[Directions for this task]
Locate every line of the material below that contains the word "billowing" and copy each of those lines.

(Excerpts from pointing data)
----------------
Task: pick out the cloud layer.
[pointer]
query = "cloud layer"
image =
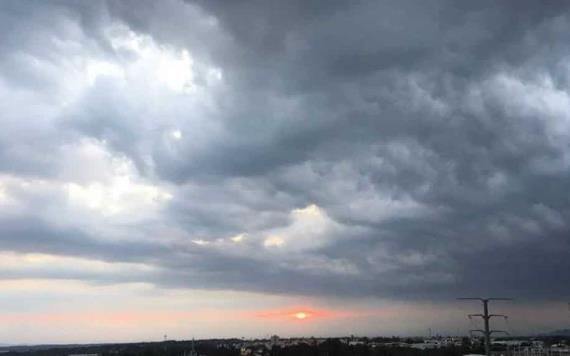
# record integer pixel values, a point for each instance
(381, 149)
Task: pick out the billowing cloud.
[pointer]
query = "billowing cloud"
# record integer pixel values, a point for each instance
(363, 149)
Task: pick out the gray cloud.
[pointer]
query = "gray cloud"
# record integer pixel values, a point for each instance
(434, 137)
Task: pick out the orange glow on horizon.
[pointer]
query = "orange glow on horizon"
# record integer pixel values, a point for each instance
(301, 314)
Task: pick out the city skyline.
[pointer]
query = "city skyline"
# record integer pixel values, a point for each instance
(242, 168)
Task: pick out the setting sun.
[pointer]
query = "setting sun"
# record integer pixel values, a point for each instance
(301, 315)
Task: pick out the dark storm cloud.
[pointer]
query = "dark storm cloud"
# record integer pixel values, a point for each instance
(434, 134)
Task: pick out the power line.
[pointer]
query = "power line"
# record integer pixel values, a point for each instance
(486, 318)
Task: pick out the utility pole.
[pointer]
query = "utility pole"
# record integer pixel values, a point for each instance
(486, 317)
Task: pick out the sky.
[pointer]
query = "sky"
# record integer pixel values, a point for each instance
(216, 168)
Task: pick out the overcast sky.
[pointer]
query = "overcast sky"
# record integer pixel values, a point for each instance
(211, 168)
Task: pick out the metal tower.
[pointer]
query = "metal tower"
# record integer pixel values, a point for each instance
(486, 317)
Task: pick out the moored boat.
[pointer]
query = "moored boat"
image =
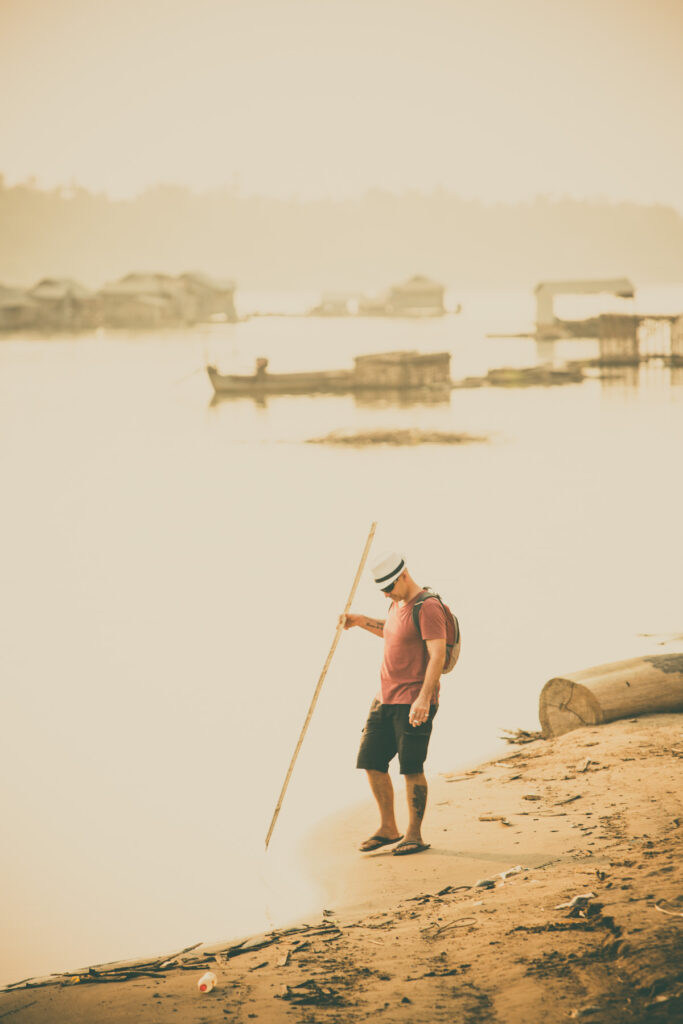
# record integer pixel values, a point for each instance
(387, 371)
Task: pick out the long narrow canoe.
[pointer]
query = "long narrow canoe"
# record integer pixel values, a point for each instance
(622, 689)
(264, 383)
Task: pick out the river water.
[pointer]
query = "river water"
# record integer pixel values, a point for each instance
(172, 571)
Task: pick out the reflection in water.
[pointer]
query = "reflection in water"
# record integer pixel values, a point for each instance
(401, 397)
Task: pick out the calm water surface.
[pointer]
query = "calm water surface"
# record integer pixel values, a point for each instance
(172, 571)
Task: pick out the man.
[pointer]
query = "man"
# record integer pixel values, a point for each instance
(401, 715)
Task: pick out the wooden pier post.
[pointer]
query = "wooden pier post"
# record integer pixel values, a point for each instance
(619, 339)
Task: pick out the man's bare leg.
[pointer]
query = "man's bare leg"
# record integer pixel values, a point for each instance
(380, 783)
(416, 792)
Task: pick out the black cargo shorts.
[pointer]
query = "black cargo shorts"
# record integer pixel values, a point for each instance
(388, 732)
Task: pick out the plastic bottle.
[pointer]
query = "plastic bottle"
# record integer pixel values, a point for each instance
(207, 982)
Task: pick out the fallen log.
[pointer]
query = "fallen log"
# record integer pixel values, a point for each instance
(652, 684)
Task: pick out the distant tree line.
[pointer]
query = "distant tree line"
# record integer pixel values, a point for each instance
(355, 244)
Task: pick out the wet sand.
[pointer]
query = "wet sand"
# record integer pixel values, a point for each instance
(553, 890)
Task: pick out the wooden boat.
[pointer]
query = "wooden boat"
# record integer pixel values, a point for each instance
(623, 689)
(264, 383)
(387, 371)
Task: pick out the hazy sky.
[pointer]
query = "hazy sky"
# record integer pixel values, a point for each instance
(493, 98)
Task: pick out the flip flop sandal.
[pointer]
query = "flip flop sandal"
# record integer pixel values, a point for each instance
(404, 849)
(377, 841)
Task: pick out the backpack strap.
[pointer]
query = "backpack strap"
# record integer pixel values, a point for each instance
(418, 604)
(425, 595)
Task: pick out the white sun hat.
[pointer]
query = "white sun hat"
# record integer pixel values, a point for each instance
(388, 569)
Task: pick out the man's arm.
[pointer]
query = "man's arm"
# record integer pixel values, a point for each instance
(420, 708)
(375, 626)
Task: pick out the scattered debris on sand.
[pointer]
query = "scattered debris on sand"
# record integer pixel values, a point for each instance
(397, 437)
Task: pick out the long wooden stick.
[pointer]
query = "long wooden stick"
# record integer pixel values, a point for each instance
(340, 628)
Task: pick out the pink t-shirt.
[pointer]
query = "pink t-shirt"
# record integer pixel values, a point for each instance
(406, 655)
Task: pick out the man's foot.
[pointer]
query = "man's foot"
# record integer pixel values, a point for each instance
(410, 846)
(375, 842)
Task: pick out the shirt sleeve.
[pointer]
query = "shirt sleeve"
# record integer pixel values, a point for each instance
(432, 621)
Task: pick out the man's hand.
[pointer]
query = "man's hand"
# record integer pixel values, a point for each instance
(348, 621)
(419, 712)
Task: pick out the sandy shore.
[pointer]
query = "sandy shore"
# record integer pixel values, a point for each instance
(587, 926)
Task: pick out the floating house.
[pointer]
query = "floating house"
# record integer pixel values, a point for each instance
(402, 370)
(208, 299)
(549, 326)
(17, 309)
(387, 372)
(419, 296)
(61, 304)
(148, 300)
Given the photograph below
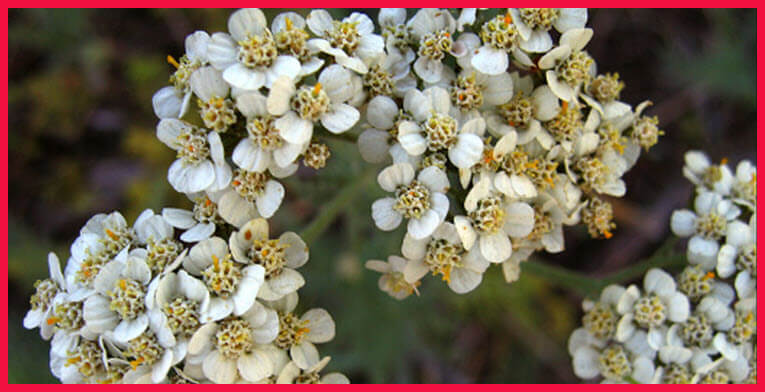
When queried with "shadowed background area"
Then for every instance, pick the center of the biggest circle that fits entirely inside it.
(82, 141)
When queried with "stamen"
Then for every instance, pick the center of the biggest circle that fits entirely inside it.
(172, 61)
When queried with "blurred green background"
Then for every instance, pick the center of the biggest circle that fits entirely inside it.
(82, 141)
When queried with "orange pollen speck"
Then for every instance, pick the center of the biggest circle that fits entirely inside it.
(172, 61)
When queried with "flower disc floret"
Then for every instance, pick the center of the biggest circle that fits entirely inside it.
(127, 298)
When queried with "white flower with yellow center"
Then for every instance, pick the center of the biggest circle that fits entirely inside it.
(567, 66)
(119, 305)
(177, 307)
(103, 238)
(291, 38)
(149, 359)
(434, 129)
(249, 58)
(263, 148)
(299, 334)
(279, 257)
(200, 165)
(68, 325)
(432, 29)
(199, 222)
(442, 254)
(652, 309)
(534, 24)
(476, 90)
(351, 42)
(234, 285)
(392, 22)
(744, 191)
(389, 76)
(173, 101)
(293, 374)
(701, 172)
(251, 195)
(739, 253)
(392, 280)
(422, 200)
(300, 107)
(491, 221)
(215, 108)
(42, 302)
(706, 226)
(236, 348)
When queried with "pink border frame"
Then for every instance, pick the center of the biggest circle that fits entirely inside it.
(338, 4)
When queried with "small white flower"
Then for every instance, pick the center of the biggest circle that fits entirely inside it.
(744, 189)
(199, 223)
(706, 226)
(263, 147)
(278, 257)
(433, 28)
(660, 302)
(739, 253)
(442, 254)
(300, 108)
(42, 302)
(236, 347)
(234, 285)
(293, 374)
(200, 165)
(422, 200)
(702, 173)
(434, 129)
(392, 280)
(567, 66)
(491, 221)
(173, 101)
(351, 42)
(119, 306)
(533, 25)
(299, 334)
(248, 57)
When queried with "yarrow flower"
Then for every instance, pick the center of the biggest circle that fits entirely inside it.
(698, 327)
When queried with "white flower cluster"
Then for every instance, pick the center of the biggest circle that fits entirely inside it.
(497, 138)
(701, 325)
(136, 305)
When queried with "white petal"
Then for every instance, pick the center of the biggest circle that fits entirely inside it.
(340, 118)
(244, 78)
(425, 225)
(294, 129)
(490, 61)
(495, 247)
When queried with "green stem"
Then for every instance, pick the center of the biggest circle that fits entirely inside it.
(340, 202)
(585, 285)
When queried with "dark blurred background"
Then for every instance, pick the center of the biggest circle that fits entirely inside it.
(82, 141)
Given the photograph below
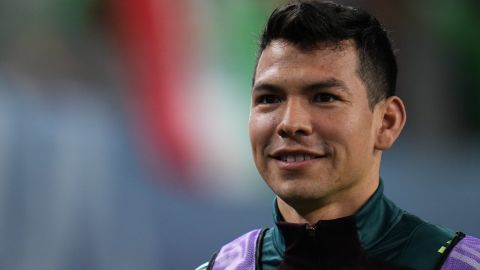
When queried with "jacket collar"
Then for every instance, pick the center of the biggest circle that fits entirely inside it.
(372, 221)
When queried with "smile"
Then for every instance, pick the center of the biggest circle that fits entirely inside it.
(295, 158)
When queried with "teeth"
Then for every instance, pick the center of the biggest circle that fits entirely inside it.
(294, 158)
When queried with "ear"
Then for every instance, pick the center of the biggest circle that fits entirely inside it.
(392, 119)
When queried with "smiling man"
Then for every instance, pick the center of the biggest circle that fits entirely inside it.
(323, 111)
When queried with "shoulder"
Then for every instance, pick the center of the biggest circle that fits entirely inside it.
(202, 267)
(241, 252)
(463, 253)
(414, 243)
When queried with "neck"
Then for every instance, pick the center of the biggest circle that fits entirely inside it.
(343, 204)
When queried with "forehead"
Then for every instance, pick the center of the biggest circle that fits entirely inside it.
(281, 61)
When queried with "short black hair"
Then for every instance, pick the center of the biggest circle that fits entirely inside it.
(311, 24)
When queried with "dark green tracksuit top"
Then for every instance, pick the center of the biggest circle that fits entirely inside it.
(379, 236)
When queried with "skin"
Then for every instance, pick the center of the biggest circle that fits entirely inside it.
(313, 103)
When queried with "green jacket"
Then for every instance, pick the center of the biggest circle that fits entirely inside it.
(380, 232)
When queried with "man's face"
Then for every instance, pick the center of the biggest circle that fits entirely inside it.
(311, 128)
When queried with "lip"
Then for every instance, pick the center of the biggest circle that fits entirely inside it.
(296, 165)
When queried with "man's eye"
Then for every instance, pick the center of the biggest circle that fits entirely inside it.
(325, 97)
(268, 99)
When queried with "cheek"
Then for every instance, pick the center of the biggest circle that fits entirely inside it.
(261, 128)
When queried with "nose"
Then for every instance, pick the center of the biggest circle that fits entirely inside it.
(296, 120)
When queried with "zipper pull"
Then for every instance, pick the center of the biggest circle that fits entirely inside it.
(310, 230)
----------------
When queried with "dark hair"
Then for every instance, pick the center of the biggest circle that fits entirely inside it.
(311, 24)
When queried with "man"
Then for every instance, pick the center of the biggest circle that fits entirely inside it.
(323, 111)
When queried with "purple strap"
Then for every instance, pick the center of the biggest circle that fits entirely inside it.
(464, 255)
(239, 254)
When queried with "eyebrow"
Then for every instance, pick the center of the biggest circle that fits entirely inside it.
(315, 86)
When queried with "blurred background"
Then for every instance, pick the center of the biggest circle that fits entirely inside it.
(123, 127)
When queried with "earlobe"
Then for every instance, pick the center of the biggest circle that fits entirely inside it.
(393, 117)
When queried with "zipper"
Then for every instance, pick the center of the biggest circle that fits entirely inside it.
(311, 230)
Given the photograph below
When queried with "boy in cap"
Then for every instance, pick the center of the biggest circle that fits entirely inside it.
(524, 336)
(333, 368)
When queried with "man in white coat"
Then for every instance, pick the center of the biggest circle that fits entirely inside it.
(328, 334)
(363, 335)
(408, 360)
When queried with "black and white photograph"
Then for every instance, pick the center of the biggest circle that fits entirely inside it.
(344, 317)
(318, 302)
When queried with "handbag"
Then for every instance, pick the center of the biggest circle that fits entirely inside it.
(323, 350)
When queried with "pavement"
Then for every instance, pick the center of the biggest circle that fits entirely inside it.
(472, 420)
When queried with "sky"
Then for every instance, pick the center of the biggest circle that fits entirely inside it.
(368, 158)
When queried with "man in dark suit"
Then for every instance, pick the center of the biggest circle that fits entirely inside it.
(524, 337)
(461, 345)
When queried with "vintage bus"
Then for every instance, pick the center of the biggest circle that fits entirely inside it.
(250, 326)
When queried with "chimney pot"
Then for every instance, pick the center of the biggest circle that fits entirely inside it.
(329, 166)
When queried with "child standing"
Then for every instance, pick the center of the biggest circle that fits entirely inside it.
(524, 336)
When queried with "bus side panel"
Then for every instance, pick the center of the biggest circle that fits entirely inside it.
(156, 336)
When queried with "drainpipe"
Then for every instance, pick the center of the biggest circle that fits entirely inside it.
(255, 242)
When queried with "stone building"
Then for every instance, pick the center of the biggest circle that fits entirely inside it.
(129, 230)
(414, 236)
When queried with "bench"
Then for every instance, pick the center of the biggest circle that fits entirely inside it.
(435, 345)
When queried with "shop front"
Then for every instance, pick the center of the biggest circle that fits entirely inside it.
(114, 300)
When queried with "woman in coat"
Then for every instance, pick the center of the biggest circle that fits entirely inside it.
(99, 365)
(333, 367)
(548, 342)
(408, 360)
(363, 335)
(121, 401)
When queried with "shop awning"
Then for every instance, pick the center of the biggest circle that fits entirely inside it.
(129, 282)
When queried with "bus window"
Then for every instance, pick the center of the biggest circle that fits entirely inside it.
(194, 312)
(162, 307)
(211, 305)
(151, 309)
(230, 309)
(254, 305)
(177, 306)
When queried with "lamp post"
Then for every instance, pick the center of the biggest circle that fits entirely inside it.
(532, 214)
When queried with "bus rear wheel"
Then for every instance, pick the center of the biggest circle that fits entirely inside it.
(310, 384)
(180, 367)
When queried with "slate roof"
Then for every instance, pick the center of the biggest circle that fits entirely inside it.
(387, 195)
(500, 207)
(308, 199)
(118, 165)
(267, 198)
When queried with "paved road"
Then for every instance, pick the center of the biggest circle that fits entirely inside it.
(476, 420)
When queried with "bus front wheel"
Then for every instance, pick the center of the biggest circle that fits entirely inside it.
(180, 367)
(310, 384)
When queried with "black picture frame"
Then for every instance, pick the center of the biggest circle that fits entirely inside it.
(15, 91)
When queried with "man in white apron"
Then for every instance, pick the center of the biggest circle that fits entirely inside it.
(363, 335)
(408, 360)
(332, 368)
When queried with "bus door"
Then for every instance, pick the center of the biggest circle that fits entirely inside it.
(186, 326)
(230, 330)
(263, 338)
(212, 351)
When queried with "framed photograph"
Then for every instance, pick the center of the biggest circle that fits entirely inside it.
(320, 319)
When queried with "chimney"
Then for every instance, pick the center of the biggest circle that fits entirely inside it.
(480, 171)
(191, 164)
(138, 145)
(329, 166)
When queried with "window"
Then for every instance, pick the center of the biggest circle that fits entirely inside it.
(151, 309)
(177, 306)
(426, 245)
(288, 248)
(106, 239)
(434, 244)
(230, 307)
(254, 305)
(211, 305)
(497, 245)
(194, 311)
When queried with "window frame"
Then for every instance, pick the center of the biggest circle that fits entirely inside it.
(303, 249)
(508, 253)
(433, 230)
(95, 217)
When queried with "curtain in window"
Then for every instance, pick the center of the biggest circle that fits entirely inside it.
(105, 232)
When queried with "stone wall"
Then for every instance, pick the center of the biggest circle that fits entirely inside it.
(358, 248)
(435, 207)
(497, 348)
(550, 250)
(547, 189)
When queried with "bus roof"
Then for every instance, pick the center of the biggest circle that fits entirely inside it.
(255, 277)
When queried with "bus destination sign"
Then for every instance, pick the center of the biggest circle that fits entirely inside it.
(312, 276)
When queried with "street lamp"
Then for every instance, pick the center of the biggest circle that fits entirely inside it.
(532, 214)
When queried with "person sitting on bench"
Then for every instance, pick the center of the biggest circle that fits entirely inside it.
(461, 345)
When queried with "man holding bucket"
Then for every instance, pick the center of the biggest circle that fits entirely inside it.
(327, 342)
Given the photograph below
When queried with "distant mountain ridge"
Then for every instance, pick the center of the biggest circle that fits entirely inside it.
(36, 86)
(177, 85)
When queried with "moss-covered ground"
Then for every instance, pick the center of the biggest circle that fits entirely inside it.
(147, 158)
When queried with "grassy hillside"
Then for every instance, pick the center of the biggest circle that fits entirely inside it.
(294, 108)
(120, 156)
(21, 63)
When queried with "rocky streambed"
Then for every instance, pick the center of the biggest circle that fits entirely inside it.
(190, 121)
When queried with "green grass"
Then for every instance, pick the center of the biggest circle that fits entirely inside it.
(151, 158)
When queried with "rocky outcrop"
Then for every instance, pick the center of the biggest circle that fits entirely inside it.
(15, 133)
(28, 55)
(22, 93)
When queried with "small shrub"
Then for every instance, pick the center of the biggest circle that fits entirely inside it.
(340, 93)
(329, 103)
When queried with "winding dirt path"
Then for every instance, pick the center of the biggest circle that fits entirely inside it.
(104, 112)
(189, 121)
----------------
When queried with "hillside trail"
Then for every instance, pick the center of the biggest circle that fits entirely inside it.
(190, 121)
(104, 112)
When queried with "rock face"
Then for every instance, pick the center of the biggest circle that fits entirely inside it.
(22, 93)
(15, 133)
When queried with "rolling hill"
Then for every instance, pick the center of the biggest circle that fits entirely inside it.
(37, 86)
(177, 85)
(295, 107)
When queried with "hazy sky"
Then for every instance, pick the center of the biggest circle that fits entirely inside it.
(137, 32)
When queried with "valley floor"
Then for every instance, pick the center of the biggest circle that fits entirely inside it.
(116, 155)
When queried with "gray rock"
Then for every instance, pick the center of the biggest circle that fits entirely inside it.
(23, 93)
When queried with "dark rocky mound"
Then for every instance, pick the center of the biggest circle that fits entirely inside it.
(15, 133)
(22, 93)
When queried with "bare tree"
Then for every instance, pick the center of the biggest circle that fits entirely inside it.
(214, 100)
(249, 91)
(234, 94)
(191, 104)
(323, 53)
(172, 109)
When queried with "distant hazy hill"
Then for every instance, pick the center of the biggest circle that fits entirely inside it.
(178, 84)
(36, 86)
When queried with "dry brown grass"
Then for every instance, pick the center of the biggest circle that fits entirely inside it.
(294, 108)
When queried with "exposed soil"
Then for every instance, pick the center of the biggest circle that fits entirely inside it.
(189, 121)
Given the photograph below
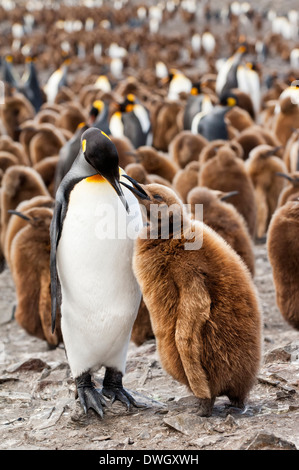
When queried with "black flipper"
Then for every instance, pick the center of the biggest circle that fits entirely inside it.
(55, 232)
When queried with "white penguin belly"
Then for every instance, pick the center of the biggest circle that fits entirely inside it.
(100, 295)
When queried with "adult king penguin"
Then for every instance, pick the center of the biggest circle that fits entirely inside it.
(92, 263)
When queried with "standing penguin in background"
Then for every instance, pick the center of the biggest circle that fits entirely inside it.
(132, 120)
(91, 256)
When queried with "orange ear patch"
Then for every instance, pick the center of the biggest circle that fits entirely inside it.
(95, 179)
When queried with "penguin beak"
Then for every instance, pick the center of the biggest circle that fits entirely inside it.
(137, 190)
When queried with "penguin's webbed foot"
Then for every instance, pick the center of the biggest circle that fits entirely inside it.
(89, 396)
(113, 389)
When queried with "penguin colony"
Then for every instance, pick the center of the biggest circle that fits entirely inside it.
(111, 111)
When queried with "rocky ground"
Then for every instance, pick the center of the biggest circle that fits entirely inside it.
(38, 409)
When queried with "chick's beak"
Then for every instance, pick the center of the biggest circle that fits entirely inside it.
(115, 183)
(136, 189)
----------------
[Correct response]
Task: pick out the billowing cloud.
query = "billowing cloud"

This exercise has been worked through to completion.